Bloco de texto
--*--
Pressão econômica Diante de todo esse intercâmbio entre as cidades, o cientista Sergio Rezende sugere a implantação de barreiras sanitárias nas estradas que saem de Feira de Santana, além do fechamento do comércio, medida que tem sido adotada nos últimos dias. 

"O comitê entende perfeitamente a pressão que sofrem os prefeitos. Os comerciantes precisam trabalhar, mas acontece que mais importante do que a economia é a vida das pessoas", alerta.  

A sugestão do comitê é de que qualquer cidade que se pretende flexibilizar medidas de distanciamento social calcule sua matriz de risco, que leva em conta a situação do sistema de saúde, as condições locais e a situação geográfica. Se a soma de todos os pontos for menor do que 80 durante 14 dias, é possível afrouxar. 

Mas, de fato, a pandemia afetou o comércio em Feira. Segundo o economista Cleiton Silva, professor da Universidade Estadual de Feira de Santana (Uefs) e tutor do Programa de Educação Tutorial (PET) de Economia, já é possível notar que a atividade econômica na cidade está debilitada. 

Só em maio, mais de quatro mil postos de trabalho formal foram perdidos."O estoque de trabalhadores formais de Feira reduziu em quase 4% neste ano, e espero que a recuperação do nível de emprego no município seja lenta, mesmo após o fim da grave crise sanitária em curso. A recuperação do emprego no período pré-pandemia, diga-se de passagem, já era muito lenta. Vale lembrar: o mercado de trabalho em Feira sofreu muito na recessão de 2014-2016", pontua.Procurada pelo CORREIO, a Secretaria de Saúde do município não emitiu posicionamento até a publicação da reportagem. O prefeito Colbert Martins (MDB) não respondeu ao pedido de entrevista.

Fluxo rodoviário e comercial remonta às origens de Feira de Santana, explica historiador Há quem diga que o desenvolvimento comercial e rodoviário de Feira de Santana se deu apenas por uma localização privilegiada. No entanto, segundo o historiador Clóvis Ramaiana Oliveira, pesquisador e professor da Universidade Estadual de Feira de Santana (Uefs), não foi apenas isso que aconteceu nas origens do município, entre os séculos 18 e 19. "Eu diria que foi uma combinação de uma localização privilegiada e de escolhas de algumas figuras que fez de Feira o que ela é", pondera Oliveira. Um exemplo é que a primeira experiência urbana é em São José das Itapororocas - hoje o distrito de Maria Quitéria. Depois é que Feira muda para o local onde é hoje. Ali, existiam comunidades quilombolas, remanescentes de indígenas e um pequeno campesinato. Eles trocavam mercadorias entre si.
--*--
(Descrições de regiões em linguagem natural)

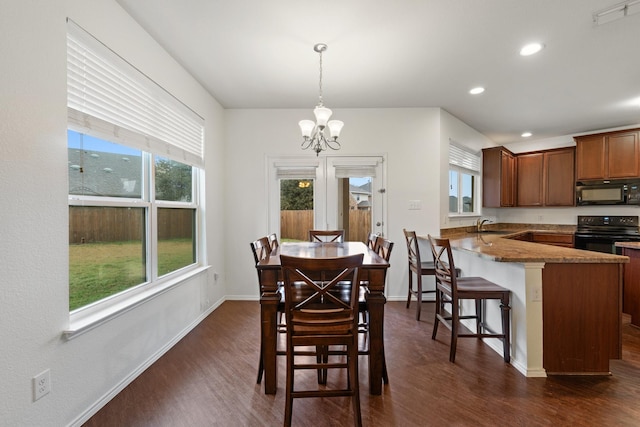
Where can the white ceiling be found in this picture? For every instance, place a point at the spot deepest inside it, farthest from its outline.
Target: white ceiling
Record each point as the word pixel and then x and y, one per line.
pixel 413 53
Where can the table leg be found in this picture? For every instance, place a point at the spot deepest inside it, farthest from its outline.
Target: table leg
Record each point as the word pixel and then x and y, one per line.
pixel 375 304
pixel 268 329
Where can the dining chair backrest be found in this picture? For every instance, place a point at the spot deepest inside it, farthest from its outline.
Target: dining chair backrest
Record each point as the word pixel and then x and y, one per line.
pixel 413 250
pixel 325 236
pixel 445 271
pixel 325 306
pixel 372 240
pixel 261 250
pixel 384 247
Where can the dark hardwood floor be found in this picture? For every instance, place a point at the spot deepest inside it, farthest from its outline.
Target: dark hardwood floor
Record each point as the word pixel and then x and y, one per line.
pixel 209 379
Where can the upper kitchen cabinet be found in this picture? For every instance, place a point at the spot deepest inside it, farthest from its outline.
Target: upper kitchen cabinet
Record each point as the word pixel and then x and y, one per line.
pixel 610 155
pixel 559 177
pixel 529 183
pixel 546 178
pixel 498 177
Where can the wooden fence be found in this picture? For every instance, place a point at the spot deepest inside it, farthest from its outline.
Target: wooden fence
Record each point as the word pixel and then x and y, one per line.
pixel 90 224
pixel 296 225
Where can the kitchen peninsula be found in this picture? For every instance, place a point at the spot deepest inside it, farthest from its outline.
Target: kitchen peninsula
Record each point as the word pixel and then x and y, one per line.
pixel 566 303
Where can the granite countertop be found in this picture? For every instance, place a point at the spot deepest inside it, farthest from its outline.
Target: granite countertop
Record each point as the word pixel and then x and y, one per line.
pixel 496 245
pixel 628 245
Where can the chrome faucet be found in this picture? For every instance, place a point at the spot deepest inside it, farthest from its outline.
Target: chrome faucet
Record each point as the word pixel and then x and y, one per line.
pixel 480 223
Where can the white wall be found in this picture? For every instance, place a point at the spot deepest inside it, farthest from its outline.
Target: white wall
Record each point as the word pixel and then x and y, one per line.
pixel 409 138
pixel 34 220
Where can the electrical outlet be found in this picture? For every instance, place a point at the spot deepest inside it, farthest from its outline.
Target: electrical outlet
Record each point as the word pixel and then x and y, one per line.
pixel 536 294
pixel 41 384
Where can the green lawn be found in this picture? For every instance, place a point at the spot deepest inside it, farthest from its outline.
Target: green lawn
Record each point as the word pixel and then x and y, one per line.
pixel 97 270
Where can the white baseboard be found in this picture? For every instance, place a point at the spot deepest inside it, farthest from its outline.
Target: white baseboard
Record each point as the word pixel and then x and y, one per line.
pixel 93 409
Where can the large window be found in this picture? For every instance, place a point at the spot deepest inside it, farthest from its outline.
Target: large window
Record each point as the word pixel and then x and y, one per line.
pixel 135 163
pixel 464 166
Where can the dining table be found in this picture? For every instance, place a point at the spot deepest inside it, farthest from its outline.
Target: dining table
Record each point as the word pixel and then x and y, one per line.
pixel 372 277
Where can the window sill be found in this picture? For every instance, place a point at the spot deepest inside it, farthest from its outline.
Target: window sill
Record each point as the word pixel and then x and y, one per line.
pixel 79 323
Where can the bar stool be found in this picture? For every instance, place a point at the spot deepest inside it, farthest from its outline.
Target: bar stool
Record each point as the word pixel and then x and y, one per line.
pixel 450 290
pixel 418 268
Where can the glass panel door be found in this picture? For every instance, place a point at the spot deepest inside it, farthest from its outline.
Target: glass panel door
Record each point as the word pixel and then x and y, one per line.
pixel 355 196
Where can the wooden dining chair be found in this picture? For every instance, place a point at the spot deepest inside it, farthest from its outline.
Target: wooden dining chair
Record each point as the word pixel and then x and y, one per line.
pixel 327 320
pixel 451 289
pixel 325 236
pixel 383 248
pixel 273 241
pixel 417 268
pixel 261 250
pixel 371 240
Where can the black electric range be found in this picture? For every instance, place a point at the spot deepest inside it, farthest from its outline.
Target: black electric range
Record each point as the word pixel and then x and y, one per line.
pixel 599 233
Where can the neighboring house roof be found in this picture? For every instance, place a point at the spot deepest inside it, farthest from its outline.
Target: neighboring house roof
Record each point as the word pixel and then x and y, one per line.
pixel 104 174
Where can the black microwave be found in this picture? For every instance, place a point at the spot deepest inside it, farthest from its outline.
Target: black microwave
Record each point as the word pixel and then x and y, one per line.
pixel 608 193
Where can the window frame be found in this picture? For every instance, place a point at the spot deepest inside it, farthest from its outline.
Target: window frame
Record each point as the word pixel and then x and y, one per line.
pixel 151 206
pixel 158 124
pixel 464 161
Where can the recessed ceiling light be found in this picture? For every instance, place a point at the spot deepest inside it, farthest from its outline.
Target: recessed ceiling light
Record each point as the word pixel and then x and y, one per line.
pixel 530 49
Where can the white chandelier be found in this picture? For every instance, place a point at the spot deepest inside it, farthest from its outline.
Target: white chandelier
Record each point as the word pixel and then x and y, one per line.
pixel 313 133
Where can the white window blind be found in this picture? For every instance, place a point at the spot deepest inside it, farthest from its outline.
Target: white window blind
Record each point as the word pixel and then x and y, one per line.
pixel 355 168
pixel 463 157
pixel 109 98
pixel 296 172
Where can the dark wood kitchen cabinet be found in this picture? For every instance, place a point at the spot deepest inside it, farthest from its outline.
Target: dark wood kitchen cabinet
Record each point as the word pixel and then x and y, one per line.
pixel 530 175
pixel 546 178
pixel 611 155
pixel 498 178
pixel 559 177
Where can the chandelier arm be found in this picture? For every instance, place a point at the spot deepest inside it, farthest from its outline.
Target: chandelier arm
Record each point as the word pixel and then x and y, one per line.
pixel 333 144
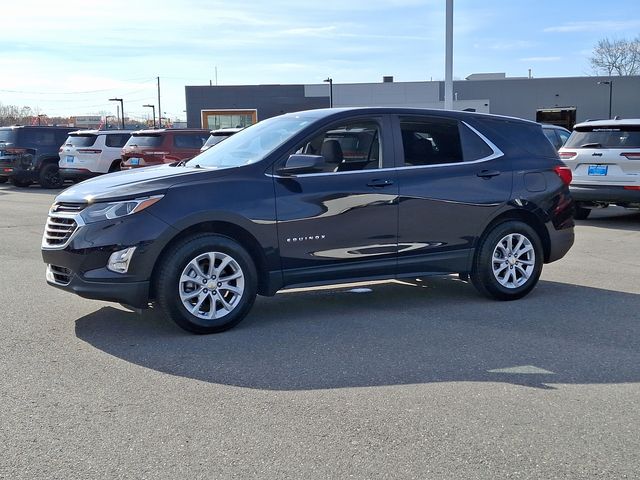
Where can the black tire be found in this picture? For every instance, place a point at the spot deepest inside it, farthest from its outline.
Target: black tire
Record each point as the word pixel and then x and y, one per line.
--*--
Detalhes da tarefa
Escreva a continuação do texto sobre Feira de Santana, começando logo depois da última frase. Os itens não têm nada a ver com isto.

Resultado
"E existe uma segunda alavanca que é que, em algum momento, começa-se a mercar produtos de fora da região. Feira tem uma relativa proximidade de Cachoeira, então recebia produtos importados. Às vezes, eram produtos que nem tinha em algumas capitais, mas chegavam a Feira, ainda na transição de 1700 para 1800", conta. "Então, tinha grandes fazendas, mas também tinha muitos pequenos proprietários produtores de verduras e frutas. Tinha um corredorzinho que era um cinturão verde. Isso aqueceu significativamente a feira livre", conta o professor. 

A feira de gado era tão forte que, em 1856, o então imperador Dom Pedro II veio à Bahia justamente para visitá-la, em Feira de Santana. Já nas décadas finais de 1800, grandes armazéns - as chamadas casas de secos e molhados - de famílias poderosas que residiam em Salvador começam a se instalar em Feira.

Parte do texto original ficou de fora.